## Start EXTRACTED INFORMATION

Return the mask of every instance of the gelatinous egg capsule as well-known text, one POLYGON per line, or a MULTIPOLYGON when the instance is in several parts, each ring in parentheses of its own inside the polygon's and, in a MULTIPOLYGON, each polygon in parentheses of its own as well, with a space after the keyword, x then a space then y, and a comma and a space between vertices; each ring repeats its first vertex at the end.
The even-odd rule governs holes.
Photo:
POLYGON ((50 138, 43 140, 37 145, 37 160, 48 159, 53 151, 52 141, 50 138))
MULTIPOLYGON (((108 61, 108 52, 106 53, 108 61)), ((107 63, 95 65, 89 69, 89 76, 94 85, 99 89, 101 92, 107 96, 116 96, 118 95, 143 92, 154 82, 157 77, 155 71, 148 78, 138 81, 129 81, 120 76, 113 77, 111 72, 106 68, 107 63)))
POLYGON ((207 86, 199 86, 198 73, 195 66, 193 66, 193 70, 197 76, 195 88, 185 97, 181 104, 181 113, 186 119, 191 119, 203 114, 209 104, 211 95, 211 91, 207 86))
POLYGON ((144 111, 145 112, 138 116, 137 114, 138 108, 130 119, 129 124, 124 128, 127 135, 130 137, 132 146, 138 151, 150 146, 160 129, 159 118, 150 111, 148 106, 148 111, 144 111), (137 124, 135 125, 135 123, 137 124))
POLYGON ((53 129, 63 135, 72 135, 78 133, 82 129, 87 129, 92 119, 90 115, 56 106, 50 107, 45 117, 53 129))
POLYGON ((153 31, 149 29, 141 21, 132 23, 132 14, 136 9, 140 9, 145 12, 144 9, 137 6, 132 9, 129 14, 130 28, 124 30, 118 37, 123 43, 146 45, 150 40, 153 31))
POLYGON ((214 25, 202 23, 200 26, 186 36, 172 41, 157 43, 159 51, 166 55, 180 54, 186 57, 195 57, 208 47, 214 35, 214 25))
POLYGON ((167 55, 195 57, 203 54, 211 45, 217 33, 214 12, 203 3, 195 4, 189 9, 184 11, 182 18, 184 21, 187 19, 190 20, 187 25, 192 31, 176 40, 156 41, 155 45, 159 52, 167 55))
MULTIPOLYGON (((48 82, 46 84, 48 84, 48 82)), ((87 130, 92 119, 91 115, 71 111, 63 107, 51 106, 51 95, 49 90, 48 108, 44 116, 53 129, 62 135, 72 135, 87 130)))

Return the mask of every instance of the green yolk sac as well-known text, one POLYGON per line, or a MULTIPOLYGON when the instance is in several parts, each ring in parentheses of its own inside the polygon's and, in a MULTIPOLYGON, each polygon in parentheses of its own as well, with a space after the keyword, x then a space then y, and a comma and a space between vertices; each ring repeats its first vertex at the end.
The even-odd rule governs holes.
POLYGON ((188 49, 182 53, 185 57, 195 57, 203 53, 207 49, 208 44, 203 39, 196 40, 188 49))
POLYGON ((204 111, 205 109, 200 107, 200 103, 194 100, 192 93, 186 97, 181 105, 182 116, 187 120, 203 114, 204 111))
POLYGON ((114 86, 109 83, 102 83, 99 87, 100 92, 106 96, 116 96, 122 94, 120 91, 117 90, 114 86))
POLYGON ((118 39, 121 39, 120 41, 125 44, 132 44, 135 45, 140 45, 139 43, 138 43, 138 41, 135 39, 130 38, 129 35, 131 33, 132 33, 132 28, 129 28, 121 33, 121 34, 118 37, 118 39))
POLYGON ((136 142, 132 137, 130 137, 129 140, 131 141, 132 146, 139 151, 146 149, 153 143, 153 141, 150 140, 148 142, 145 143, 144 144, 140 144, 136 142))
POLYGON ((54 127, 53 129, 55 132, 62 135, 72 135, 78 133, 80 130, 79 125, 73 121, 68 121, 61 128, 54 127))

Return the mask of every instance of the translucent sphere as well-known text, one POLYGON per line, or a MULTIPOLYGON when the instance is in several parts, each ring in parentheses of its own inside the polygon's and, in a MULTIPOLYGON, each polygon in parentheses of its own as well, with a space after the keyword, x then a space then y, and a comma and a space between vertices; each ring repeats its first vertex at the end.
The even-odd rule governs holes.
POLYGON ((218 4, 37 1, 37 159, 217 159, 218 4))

## End EXTRACTED INFORMATION

WRITTEN REQUEST:
Rewrite everything from "Return the mask of every instance of the green" down to "POLYGON ((54 127, 53", replacing "even-odd rule" with "nonzero winding rule" and leaving the rest of those lines unchanged.

WRITTEN SOLUTION:
Return the mask of every instance of the green yolk sac as well-known text, one POLYGON per line, or a MULTIPOLYGON when the instance is in several parts, each ring in parentheses of its own inside the polygon's and, in a MULTIPOLYGON, each polygon in parentheses of its own as well, with a space after the keyword, x then a space then y, and a comma and a space between vertices; each ring repeats its first vertex at the end.
The nonzero winding rule governs holes.
POLYGON ((188 49, 182 53, 185 57, 195 57, 203 53, 207 49, 208 44, 203 39, 196 40, 188 49))
POLYGON ((204 111, 205 109, 200 107, 200 103, 194 100, 192 93, 186 97, 181 105, 182 116, 187 120, 203 114, 204 111))
POLYGON ((114 86, 109 83, 102 83, 99 87, 100 92, 106 96, 116 96, 122 94, 120 91, 117 90, 114 86))
POLYGON ((118 39, 121 39, 120 41, 125 44, 132 44, 135 45, 140 45, 139 43, 138 43, 138 41, 135 39, 130 38, 129 35, 131 33, 132 33, 132 28, 129 28, 121 33, 121 34, 118 37, 118 39))
POLYGON ((136 142, 132 137, 130 137, 129 140, 131 141, 132 146, 139 151, 146 149, 153 143, 153 141, 150 140, 148 142, 145 143, 144 144, 140 144, 136 142))
POLYGON ((54 127, 53 129, 55 132, 62 135, 72 135, 78 133, 80 130, 79 125, 73 121, 68 121, 61 128, 54 127))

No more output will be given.